* _Point labeling data based on photos_
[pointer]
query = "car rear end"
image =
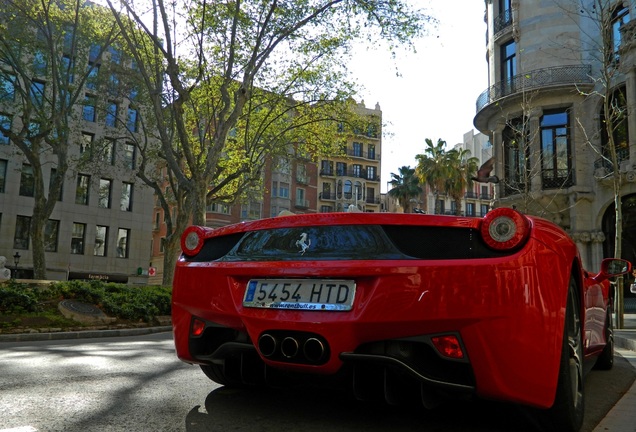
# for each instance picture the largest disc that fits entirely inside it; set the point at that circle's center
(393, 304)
==
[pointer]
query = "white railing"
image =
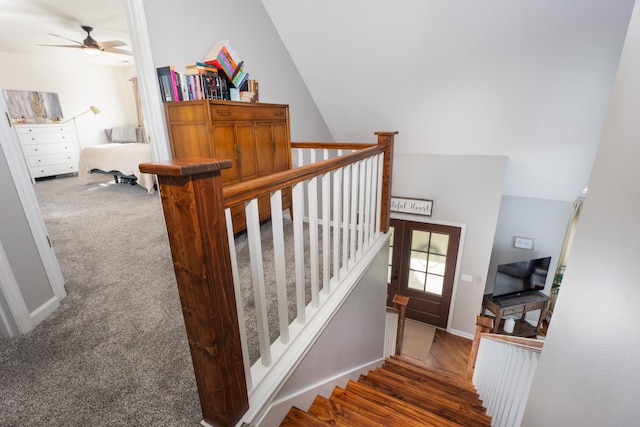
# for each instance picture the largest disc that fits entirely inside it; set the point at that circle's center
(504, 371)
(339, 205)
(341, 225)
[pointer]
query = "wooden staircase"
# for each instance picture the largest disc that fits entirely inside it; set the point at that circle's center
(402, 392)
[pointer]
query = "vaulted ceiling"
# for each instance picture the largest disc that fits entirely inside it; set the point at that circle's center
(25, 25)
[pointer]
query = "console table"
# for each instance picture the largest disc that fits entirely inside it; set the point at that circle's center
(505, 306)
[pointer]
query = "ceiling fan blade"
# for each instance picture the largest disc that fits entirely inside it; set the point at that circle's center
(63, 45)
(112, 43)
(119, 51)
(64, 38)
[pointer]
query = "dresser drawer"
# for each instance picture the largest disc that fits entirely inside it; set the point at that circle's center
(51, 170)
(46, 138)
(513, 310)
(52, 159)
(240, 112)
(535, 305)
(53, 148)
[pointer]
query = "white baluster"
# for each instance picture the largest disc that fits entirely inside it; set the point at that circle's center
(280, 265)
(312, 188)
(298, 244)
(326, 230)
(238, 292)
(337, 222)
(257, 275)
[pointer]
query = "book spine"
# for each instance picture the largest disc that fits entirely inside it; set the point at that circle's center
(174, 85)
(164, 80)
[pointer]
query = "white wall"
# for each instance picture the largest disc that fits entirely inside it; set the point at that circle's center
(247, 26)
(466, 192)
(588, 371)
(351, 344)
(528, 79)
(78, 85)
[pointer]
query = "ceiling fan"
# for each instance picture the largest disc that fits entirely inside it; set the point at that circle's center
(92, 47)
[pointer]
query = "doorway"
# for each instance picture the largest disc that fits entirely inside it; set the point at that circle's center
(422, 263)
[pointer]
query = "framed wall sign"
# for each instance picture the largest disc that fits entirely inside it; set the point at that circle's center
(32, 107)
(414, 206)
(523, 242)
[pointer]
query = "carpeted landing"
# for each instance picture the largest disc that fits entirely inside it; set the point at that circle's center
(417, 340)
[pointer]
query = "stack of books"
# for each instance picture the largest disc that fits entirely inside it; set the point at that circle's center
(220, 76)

* _To be done_
Count the lines in the entries above that contain the string "ceiling". Case counts, so reply with the number alone.

* _The completed task_
3